---------- EXCERPT PROVIDED ----------

“Free and Clear” Means You’re out of Here?
Section 365(h) of the Bankruptcy Code provides considerable protection to a tenant in the event of a bankruptcy filing by its landlord. Despite rejection of its lease, the tenant can elect to retain its rights, including the right to possession, for the balance of the term of the lease, including any renewal or extension period. This is black-letter bankruptcy law reflecting a sound policy judgment: it would be ruinous to business (not to mention an individual or family) if a landlord could upend a tenant’s possession whenever economic circumstances made a bankruptcy filing necessary or desirable.
Section 363(f) of the Bankruptcy Code permits the sale of a debtor’s assets “free and clear” of any interest in those assets if one of five factors are satisfied. The ability to strip assets of liens, claims and other interests enhances their value because purchasers would pay far less for assets that remain subject to the claims of a debtor’s creditors.
But what happens when these two sections are implicated by the same transaction? The sale of real property by a landlord “free and clear” of a tenant’s leasehold interest would terminate the tenant’s right to possession in apparent contravention of Section 365(h). But, Section 363(f) brooks no exception for a leasehold interest: it clearly provides for the sale of assets free and clear of “any interest” in the property.
Majority Approach – Conflict Must be Resolved In Favor of 365(h)
Most courts to consider this issue have found that Section 365 must prevail over Section 363 because basic rules of construction hold that “the specific prevails over the general.” Courts in the majority have also found that allowing landlords to circumvent the protection afforded to tenants by Section 365(h) would be at odds with Congressional intent. And, if the conflict between the two sections were resolved in favor of Section 363(f), then “the application of Section 365(h)(1)(A)(ii) as it relates to non-debtor lessees would be nugatory.”

---------- TASK INPUT ----------

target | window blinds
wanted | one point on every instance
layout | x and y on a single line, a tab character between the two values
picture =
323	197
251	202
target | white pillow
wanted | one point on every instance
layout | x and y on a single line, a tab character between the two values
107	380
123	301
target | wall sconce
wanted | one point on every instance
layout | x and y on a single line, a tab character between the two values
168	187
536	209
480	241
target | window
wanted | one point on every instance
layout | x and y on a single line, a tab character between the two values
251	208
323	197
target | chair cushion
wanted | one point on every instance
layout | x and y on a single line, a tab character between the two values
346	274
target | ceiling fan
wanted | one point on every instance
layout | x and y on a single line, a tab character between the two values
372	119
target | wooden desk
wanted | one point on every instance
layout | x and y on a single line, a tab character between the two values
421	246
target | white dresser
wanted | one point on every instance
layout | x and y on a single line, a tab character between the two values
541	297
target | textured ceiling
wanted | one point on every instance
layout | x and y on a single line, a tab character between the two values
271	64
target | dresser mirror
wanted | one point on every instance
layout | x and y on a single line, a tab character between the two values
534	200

----------
---------- TASK INPUT ----------

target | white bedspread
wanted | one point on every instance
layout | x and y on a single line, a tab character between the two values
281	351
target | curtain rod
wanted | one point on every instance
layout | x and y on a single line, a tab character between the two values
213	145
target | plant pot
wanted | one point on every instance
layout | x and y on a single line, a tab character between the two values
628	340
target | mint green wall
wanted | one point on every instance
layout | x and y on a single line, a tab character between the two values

----------
---------- TASK INPUT ----------

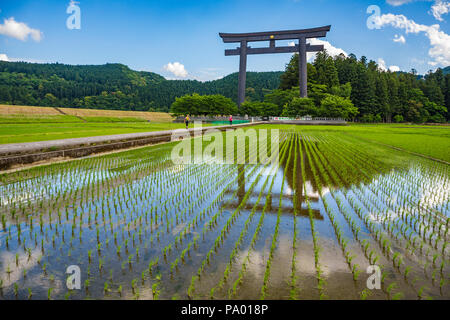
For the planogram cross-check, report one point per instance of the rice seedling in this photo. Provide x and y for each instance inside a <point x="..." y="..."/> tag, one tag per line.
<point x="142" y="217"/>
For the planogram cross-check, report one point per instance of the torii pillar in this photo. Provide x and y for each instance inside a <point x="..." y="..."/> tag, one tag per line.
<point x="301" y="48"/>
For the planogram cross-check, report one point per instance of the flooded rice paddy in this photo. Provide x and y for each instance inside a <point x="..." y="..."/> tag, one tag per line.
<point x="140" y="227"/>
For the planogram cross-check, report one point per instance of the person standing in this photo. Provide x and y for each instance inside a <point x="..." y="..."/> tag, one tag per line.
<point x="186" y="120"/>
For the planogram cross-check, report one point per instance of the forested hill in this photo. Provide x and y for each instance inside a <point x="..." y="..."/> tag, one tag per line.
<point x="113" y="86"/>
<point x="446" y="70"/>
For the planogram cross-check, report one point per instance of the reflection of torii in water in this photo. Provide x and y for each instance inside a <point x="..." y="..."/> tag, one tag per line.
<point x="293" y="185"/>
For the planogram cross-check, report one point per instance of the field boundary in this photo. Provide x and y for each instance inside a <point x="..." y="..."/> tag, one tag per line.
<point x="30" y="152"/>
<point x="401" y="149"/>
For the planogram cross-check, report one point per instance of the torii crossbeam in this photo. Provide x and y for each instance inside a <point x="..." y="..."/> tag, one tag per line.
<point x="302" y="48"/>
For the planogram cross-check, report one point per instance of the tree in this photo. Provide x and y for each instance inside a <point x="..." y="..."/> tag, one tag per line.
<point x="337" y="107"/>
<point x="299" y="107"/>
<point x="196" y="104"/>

----------

→ AIM A:
Count the lines of the records that contain the string "wall", treating uppercase and lowercase as different. Reply with the number only.
→ AIM B:
Carry on the text about the conflict between Bankruptcy Code Sections 363(f) and 365(h), picking up right after its last sentence.
The text and the records have no connection to each other.

→ FINAL RESULT A:
2

→ FINAL RESULT B:
A minority of courts, however, have concluded that the application of Section 365(h) is limited to lease rejection, not a sale of the debtor’s property. As one court has explained, “Section 365(h) applies when a debtor-lessor remains in possession of its property and rejects a lease, not when the debtor-lessor sells property subject to an interest (such as a lease) free and clear of that interest pursuant to Section 363. Thus, when the debtor-lessor sells property subject to a lease free and clear of that lease pursuant to Section 363(f), the Court will not apply Section 365(h).” The Seventh Circuit Court of Appeals adopted substantially this same view a few years later, holding that “the terms of section 365(h) do not supersede those of section 363(f)” because: (1) “the statutory provisions themselves do not suggest that one supersedes or limits the other,” (2) the plain language of section 365(h)(1)(A) suggests that it has a limited scope,” and (3) “section 363 itself provides for [adequate protection] to protect the rights of parties whose interests may be adversely affected by the sale of estate property.”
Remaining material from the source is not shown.